begin Task inputs

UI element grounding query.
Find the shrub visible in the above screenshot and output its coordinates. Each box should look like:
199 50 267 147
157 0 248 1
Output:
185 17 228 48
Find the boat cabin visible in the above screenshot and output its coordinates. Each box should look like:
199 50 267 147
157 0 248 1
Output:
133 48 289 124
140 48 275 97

end Task inputs
begin Task inputs

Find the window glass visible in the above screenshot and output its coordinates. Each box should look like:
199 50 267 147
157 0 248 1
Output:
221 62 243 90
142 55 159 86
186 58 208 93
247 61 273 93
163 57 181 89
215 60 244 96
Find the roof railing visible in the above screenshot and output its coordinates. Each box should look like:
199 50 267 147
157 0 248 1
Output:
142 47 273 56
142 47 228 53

end Task inputs
begin Task inputs

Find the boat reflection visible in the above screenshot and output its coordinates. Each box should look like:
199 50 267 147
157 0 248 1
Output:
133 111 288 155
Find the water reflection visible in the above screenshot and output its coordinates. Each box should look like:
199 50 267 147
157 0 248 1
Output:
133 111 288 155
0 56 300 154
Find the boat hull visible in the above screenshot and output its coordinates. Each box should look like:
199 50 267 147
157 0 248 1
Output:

end Task inputs

▶ **Request**: Gather every line of the rows above that contains the word "reflection" and list those lines in order.

▶ **Reply**:
Find the boat reflection visible in the above screenshot and output its coordinates. Each box should look like:
Find the water reflection visible in the above screenshot and output its coordinates. Each box should look like:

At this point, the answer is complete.